Saved data
------------

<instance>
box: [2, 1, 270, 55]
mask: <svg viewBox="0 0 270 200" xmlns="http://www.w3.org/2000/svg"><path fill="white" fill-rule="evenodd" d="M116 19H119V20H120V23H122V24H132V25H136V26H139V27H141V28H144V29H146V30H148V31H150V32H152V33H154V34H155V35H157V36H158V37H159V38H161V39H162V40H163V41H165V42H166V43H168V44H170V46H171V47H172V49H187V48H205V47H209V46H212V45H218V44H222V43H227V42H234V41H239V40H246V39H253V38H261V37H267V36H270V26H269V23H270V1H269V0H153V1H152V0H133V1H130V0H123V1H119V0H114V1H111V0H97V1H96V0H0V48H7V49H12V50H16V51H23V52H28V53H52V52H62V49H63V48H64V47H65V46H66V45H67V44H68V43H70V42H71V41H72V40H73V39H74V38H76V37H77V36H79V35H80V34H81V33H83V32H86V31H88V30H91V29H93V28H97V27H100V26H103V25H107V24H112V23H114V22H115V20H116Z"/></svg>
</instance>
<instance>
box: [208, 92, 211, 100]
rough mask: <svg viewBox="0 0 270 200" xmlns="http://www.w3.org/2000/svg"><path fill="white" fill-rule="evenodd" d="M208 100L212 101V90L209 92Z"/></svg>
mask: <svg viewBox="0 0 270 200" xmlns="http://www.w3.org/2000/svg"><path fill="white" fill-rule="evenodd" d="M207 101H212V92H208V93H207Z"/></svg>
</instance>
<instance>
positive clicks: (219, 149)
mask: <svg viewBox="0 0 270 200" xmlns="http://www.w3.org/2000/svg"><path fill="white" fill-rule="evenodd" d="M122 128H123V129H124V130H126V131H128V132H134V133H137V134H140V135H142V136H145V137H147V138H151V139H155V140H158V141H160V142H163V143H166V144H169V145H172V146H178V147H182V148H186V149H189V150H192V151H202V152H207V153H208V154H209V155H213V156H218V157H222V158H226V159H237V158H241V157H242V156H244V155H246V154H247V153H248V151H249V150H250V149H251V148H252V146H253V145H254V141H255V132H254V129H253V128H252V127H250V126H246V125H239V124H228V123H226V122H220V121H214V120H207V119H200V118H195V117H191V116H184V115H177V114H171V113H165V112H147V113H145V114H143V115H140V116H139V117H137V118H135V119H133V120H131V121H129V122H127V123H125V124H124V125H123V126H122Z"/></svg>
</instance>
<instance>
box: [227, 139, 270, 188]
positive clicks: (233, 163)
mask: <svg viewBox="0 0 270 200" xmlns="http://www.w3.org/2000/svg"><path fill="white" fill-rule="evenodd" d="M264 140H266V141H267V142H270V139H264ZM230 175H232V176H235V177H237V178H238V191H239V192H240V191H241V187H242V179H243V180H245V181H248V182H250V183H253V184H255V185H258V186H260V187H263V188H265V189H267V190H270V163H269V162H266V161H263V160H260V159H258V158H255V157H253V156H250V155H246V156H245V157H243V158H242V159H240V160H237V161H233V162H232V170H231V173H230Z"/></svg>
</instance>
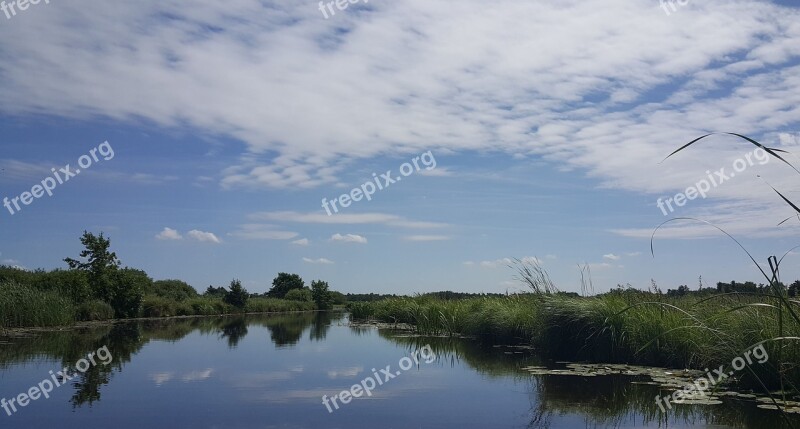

------------

How many lines of the items above contain the string "positive", with case taken into account? Give only the number.

2